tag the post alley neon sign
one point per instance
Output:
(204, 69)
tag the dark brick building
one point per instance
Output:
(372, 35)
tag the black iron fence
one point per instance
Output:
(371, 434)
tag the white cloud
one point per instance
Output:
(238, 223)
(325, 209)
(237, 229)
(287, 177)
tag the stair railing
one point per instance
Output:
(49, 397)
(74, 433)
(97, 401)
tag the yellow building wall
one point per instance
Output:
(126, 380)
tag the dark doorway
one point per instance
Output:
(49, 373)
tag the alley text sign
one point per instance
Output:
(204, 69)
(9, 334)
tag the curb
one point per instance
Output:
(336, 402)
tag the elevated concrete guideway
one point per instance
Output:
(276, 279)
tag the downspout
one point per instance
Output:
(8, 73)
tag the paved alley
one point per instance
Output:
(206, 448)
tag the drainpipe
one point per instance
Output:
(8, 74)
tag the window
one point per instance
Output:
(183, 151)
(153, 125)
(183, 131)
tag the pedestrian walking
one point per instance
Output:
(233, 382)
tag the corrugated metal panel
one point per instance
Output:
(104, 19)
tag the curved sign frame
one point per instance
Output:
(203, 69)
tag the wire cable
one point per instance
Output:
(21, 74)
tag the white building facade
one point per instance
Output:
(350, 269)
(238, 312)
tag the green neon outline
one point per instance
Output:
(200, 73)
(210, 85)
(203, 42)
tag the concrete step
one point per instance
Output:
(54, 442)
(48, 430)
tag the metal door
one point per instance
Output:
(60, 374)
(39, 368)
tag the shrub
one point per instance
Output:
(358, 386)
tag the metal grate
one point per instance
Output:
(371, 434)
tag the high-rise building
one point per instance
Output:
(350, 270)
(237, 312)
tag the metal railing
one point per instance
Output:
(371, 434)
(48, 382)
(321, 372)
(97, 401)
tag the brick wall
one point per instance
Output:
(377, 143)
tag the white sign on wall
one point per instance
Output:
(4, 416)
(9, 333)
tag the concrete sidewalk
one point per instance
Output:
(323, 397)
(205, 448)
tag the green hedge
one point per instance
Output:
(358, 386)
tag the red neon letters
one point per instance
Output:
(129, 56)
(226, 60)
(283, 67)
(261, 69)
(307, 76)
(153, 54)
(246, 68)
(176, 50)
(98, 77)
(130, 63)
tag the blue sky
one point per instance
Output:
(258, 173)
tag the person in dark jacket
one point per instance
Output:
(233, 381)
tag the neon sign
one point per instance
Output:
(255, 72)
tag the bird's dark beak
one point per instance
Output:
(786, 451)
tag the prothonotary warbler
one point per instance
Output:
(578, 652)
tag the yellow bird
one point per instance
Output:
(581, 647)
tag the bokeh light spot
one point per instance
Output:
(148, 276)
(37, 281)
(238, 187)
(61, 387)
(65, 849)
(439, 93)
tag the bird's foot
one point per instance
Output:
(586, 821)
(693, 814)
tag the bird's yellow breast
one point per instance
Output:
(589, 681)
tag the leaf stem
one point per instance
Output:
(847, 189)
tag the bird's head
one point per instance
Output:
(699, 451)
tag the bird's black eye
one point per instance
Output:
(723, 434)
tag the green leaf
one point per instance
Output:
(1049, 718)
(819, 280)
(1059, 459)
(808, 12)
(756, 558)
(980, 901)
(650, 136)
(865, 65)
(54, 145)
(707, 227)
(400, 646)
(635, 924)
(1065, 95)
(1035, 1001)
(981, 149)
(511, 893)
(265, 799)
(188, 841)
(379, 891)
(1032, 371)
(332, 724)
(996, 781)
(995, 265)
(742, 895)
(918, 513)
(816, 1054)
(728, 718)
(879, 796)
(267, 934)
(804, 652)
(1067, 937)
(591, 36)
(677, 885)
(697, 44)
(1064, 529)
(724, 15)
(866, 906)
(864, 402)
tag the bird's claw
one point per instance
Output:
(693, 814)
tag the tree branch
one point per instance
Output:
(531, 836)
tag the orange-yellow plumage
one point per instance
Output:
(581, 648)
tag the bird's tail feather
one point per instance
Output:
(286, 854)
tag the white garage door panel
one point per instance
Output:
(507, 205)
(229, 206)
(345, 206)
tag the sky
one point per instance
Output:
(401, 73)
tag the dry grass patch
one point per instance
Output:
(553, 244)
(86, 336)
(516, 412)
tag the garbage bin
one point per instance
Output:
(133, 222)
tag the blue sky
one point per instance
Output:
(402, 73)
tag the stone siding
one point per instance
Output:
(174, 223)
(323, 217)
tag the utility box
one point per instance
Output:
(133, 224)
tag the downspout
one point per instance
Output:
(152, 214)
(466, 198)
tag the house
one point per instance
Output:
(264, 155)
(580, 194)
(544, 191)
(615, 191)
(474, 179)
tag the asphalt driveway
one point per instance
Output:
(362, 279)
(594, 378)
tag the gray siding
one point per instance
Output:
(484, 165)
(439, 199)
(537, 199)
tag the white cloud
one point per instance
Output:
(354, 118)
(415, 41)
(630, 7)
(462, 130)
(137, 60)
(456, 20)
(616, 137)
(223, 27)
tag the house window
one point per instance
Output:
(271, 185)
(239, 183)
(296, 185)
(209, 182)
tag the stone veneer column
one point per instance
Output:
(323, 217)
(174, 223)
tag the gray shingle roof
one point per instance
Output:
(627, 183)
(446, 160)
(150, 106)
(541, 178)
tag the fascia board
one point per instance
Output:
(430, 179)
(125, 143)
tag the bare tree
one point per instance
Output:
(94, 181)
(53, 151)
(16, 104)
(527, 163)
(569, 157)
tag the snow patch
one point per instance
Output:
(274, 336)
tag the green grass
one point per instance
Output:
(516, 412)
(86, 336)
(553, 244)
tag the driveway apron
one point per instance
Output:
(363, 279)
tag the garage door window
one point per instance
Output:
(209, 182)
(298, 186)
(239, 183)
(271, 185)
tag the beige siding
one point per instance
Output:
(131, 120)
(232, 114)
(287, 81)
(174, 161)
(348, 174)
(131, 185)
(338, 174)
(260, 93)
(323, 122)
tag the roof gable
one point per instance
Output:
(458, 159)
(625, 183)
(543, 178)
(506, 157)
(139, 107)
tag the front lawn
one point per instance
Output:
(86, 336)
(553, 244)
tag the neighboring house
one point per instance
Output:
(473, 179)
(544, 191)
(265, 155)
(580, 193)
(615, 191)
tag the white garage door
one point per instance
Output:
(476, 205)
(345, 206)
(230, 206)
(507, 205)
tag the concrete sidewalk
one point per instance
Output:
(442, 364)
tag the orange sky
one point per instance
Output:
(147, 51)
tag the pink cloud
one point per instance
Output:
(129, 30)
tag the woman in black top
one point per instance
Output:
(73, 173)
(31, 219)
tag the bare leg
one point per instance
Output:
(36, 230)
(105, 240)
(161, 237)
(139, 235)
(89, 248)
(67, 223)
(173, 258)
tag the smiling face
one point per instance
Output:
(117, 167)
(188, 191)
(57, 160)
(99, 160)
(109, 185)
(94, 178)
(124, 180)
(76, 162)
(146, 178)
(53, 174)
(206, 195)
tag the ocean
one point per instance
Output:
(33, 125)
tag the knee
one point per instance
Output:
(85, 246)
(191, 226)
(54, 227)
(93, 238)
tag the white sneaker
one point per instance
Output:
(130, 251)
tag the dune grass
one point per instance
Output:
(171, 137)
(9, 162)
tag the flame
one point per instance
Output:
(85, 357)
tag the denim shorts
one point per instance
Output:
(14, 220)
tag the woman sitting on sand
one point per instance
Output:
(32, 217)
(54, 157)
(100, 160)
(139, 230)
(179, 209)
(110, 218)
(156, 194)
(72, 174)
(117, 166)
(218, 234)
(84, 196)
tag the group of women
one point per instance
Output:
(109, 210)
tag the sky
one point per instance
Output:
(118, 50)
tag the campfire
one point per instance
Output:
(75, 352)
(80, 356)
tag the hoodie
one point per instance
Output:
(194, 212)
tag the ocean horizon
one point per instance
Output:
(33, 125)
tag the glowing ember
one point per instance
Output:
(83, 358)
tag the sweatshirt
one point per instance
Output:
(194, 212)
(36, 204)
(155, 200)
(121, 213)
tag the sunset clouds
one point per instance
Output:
··········
■ TASK DETAILS
Everything from the line with "tag the knee" through the last line of the material above should be echoed exactly, and nothing else.

■ RESULT FOR THIS TASK
tag the knee
one point per instance
Output:
(85, 246)
(191, 226)
(54, 227)
(93, 238)
tag the white sneaker
one point per instance
Output:
(130, 251)
tag the dune grass
one point per instance
Output:
(171, 137)
(9, 162)
tag the flame
one point per instance
Output:
(85, 357)
tag the denim shorts
one point per instance
Output:
(14, 220)
tag the woman sitting on sand
one point per instance
Output:
(32, 217)
(54, 157)
(100, 160)
(139, 230)
(179, 209)
(110, 218)
(156, 194)
(72, 174)
(117, 166)
(218, 234)
(84, 196)
tag the group of women
one point per instance
Output:
(109, 210)
tag the sky
one point per instance
Output:
(118, 50)
tag the campfire
one point per instance
Output:
(75, 352)
(80, 356)
tag the hoodie
one point per instance
Output:
(194, 212)
tag the ocean horizon
one point per instance
Output:
(33, 125)
tag the glowing ember
one point per instance
Output:
(83, 358)
tag the sweatshirt
one point per instance
Output:
(194, 212)
(36, 204)
(155, 200)
(121, 213)
tag the sunset clouds
one point per instance
Output:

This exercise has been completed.